[Code review request] N-Beats implemented with SELU() instead of RELU()

pnmartinez commented 3 years ago

Hi all,

If everything is in check, we can open a pull request to include this as a variant of N-beats.

I am interested in the SELU activation function for Self-Normalizing-Networks (SNNs, see, e.g., Pytorch docs). I didn't find any N-Beats corrected to use SELU and its requirements (i.e. AlphaDropout, proper weights init), so I made an implementation myself patching the sub_modules.py file in pytorch-forecasting.

It would be great if any of you with experience with these concepts -NBeats architecture, pytorch-forecasting, or SELU()- could review whether everything is right in my implementation.

The implementation below and as Gist (tiny, commented modifications of the /models/nbeats/sub_modules.py in the lib): https://gist.github.com/pnmartinez/fef1f488497fa85a2cc1626af2a5b4bd

"""
Implementation of ``nn.Modules`` for N-Beats model,

* modified to use SELU function. That implies 3 changes: 
- changing DropOut to AlphaDropout, 
- weights init to `lecun_normal`, 
- and RELU by SELU.

Sources: 
- About SELU: https://mlfromscratch.com/activation-functions-explained/#selu
- About SELU in PyTorch: https://pytorch.org/docs/master/generated/torch.nn.SELU.html#torch.nn.SELU
"""
from typing import Tuple

import numpy as np
import torch
import torch.nn as nn
import torch.nn.functional as F

def linear(input_size, output_size, bias=True, dropout: int = None):
    lin = nn.Linear(input_size, output_size, bias=bias)
    if dropout is not None:
    ############################BELOW IS NEW#################################################################
    # "Alpha Dropout is a type of Dropout that maintains the self-normalizing property. Alpha Dropout goes 
    # hand-in-hand with SELU activation function, which ensures that the outputs have zero mean and unit standard deviation."
    # Source: https://pytorch.org/docs/stable/generated/torch.nn.AlphaDropout.html#alphadropout
        return nn.Sequential(nn.AlphaDropout(dropout), lin) 
        # return nn.Sequential(nn.Dropout(dropout), lin)
    #############################ABOVE IS NEW##################################################################
    else:
        return lin

def linspace(backcast_length: int, forecast_length: int, centered: bool = False) -> Tuple[np.ndarray, np.ndarray]:
    if centered:
        norm = max(backcast_length, forecast_length)

#### Job A:
In the N-Beats thread, which file did the poster patch to build the SELU implementation?
#### Job B:
Decide whether each statement agrees with the N-Beats thread, answering yes or no and quoting the words that settle it: (i) The poster found an existing N-Beats version already corrected to use SELU. (ii) The modification swaps Dropout for AlphaDropout. (iii) The weights init is changed to xavier_uniform.
#### Job C:
Copy out the stretch of the N-Beats thread from "If everything is" through "in my implementation.".
The listing that comes next is separate material, unrelated to the N-Beats thread.

#### Extracted information:
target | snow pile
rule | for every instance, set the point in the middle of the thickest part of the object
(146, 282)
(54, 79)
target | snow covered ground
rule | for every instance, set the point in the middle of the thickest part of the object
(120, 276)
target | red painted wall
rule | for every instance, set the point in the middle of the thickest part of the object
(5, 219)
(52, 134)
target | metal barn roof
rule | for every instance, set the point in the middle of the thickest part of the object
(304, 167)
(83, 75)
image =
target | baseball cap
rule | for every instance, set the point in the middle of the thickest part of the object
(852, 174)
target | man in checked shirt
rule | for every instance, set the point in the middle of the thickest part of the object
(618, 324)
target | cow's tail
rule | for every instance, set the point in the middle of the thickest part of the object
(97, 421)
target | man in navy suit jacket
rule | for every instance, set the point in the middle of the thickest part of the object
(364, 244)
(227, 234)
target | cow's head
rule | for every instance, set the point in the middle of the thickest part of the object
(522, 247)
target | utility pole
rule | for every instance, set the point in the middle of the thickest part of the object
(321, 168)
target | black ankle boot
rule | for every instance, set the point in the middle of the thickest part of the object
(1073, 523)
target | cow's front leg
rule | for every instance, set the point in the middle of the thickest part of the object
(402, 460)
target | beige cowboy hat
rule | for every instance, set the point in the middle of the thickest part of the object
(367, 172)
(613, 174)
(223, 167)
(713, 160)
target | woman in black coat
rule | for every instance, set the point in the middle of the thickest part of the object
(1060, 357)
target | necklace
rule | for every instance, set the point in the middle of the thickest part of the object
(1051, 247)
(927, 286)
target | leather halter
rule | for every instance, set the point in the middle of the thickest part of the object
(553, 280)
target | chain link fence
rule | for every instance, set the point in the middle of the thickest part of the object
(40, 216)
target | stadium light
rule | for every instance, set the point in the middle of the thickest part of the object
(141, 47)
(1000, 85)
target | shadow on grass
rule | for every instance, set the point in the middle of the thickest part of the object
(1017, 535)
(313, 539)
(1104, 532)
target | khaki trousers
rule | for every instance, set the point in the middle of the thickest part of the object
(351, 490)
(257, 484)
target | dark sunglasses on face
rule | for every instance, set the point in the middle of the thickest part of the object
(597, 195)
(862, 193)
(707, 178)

#### Expected answer A:
The sub_modules.py file in pytorch-forecasting.

#### Expected answer B:
(i) No: "I didn't find any N-Beats corrected to use SELU"
(ii) Yes: "changing DropOut to AlphaDropout"
(iii) No: "weights init to `lecun_normal`"

#### Expected answer C:
If everything is in check, we can open a pull request to include this as a variant of N-beats.

I am interested in the SELU activation function for Self-Normalizing-Networks (SNNs, see, e.g., Pytorch docs). I didn't find any N-Beats corrected to use SELU and its requirements (i.e. AlphaDropout, proper weights init), so I made an implementation myself patching the sub_modules.py file in pytorch-forecasting.

It would be great if any of you with experience with these concepts -NBeats architecture, pytorch-forecasting, or SELU()- could review whether everything is right in my implementation.